» **WORK REQUEST**
Find every line below with the word "checkered" in it, and copy each one.

» **DATASET**

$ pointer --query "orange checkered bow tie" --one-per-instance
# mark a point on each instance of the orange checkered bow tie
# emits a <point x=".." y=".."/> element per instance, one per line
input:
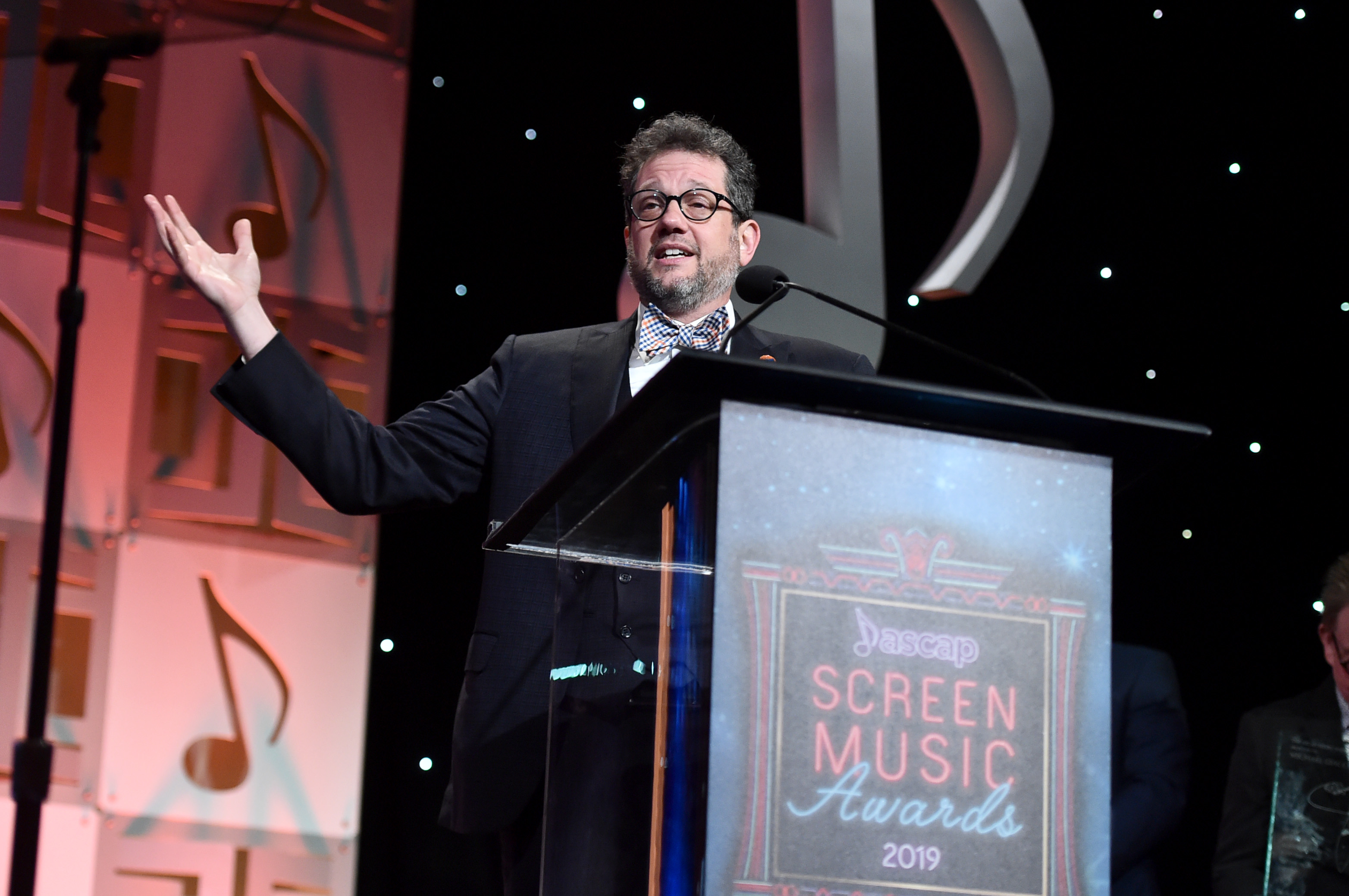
<point x="659" y="334"/>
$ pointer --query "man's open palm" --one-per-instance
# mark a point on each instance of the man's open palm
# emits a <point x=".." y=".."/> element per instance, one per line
<point x="227" y="281"/>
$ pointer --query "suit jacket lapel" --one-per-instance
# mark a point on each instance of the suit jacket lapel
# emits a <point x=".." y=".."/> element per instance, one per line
<point x="750" y="343"/>
<point x="598" y="370"/>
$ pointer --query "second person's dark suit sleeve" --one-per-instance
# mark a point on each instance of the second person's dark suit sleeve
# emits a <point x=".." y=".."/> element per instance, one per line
<point x="1243" y="834"/>
<point x="432" y="455"/>
<point x="1155" y="746"/>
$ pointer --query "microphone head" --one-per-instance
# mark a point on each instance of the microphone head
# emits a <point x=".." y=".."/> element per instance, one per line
<point x="757" y="282"/>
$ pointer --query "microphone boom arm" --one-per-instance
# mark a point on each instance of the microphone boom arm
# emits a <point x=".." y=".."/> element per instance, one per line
<point x="927" y="341"/>
<point x="779" y="293"/>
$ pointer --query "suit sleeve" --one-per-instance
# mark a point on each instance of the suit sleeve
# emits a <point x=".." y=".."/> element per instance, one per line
<point x="1243" y="833"/>
<point x="1157" y="766"/>
<point x="430" y="457"/>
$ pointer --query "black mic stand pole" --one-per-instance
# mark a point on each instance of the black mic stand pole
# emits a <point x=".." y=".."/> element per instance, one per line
<point x="33" y="753"/>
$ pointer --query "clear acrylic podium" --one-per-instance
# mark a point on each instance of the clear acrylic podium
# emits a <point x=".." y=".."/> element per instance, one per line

» **ANSWER BOX**
$ pointer --query "orange checkered bow tie" --one-per-instance
# mark a point on each instance of the orange checkered bow tie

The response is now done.